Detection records
- - -
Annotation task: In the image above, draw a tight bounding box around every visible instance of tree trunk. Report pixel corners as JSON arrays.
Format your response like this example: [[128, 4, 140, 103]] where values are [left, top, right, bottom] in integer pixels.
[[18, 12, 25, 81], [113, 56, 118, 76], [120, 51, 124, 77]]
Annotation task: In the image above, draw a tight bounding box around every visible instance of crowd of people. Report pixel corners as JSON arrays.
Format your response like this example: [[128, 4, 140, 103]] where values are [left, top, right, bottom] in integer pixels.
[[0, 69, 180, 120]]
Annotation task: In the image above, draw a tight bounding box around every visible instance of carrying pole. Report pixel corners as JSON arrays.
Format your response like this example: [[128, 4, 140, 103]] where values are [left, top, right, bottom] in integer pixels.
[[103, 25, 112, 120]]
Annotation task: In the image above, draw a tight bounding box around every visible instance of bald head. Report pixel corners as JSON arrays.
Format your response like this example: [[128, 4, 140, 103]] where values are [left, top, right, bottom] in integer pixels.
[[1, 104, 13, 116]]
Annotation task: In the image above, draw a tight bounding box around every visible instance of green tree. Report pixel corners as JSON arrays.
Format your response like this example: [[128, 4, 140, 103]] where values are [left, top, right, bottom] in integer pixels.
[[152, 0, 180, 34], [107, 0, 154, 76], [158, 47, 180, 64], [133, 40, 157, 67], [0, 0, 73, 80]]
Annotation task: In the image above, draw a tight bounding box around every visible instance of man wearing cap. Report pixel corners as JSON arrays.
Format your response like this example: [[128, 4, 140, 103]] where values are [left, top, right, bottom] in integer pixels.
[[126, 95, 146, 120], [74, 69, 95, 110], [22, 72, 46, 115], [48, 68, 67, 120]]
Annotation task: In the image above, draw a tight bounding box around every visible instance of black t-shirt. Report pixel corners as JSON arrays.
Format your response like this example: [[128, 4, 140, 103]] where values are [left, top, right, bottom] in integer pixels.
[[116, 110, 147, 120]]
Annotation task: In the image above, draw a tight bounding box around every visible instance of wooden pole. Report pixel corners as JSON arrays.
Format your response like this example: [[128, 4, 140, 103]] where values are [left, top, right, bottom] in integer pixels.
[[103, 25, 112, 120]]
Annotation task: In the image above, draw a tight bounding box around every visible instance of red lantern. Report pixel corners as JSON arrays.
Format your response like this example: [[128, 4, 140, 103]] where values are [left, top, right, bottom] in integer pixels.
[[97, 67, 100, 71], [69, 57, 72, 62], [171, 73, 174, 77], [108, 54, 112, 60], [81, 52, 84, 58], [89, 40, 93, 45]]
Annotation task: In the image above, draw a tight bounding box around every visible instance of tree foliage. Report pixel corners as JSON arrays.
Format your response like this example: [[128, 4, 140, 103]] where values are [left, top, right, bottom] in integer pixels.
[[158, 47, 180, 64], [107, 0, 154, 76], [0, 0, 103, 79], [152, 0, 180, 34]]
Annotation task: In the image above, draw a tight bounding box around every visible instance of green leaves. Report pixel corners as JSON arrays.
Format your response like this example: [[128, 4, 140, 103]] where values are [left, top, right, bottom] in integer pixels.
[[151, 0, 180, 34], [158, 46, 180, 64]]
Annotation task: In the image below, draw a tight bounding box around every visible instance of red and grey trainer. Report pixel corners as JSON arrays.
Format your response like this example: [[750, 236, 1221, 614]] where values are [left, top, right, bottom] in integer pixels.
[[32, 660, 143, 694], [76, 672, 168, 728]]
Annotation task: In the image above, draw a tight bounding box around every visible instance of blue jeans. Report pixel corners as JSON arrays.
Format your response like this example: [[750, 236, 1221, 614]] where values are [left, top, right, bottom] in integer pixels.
- - -
Rewrite the records above in full, switching every instance of "Annotation task" to "Labeling task" and leaving all other text unchanged.

Labeling task: In the image above, draw a tight bounding box around every visible instance of tree trunk. Report pixel corners as JSON arrays.
Format your response like this example: [[128, 4, 140, 103]] where values are [left, top, right, bottom] in integer pixels.
[[18, 12, 25, 81], [113, 56, 118, 76], [120, 51, 124, 77]]
Labeling task: In the image above, draw a tight bounding box around every visible instance of crowd of people. Report pixel corners as JSON arrays.
Format your response like this example: [[128, 4, 140, 103]] where values are [left, top, right, bottom] in integer pixels.
[[0, 69, 180, 120]]
Labeling task: In the image above, draw a tight bounding box around every visible instance of carrying pole. Report pixel corners as JSON arrays.
Format your response like this example: [[128, 4, 140, 103]] where values are [left, top, right, bottom] in integer pixels.
[[103, 25, 112, 120]]
Labeling task: In the image above, draw a tight bounding box around every visible instance of bald head. Report pixel corners as JSON arrays.
Format your response like this example: [[128, 4, 140, 103]] where values are [left, top, right, bottom] in integer pixels.
[[1, 104, 13, 116]]
Labeling task: In the image above, draw a tight bounding box around every visible instance of green tree. Report pixel corners as JSON arrays.
Format your response like this example: [[128, 4, 140, 103]] where values are [left, top, right, bottom] in integer pixels.
[[152, 0, 180, 34], [107, 0, 154, 76], [158, 47, 180, 64], [133, 40, 157, 67], [0, 0, 73, 80]]
Labeling task: In the image above, draw a tight bounding box around every visible instance of man wearing cap. Report pixel corners as JSON arrays.
Format your response like this example: [[128, 4, 140, 103]] where values are [left, top, right, bottom] in integer pixels.
[[126, 95, 146, 120], [74, 69, 95, 110], [22, 72, 46, 115], [48, 68, 67, 120]]
Labeling task: In the image above, draw a tight bounding box around every visible instance of black t-shirt. Report pixel corners as JSON arrays.
Format your response like this example: [[128, 4, 140, 103]] where values are [left, top, right, bottom] in integer pixels.
[[116, 110, 147, 120]]
Labeling task: In the image above, draw a tight bounding box around every visible instance of wooden pole. Report pixel corners as JSON arrays.
Format your response like this example: [[128, 4, 140, 103]] where values are [left, top, right, bottom] in integer pixels.
[[103, 25, 112, 120]]
Labeling task: In the image above, draw a tight bounding box around every visible instance of red lantern. Report pixel corners as JSON arrays.
Format your response like this example: [[128, 4, 140, 103]] where values are [left, top, right, bottom] in integer pixels.
[[97, 67, 100, 71], [69, 57, 72, 62], [171, 73, 174, 77], [108, 54, 112, 60], [81, 52, 84, 58], [89, 40, 93, 45]]
Labeling task: In the image above, draw a tight bounding box around every visible instance of tree foliage. Report pixel corners as JSON arrays.
Format your response like this example: [[128, 4, 140, 103]] where values are [left, top, right, bottom] in integer pixels.
[[158, 47, 180, 64], [107, 0, 154, 76], [0, 0, 103, 79], [152, 0, 180, 34]]
Labeling task: In the image above, draw a tight bounding box around every visible instance of green leaves. Report pixel corners as JSON arrays.
Format your response like this example: [[128, 4, 140, 103]] where values are [left, top, right, bottom] in integer pixels.
[[151, 0, 180, 34], [158, 46, 180, 64]]
Labeling task: In the image below, draw a tight bounding box around every visible instance of red and grey trainer. Report pixel corners as JSON arrays.
Format your response like this example: [[750, 236, 1221, 614]] where values are [left, top, right, bottom] in integer pixels.
[[32, 660, 143, 694], [76, 672, 168, 728]]
Labeling task: In the image above, draw a tight bounding box around every visible instance of blue jeans. Report pixel corners as JSON arrays.
Format your response like this example: [[750, 236, 1221, 614]] where values are [left, top, right, bottom] in integer pixels.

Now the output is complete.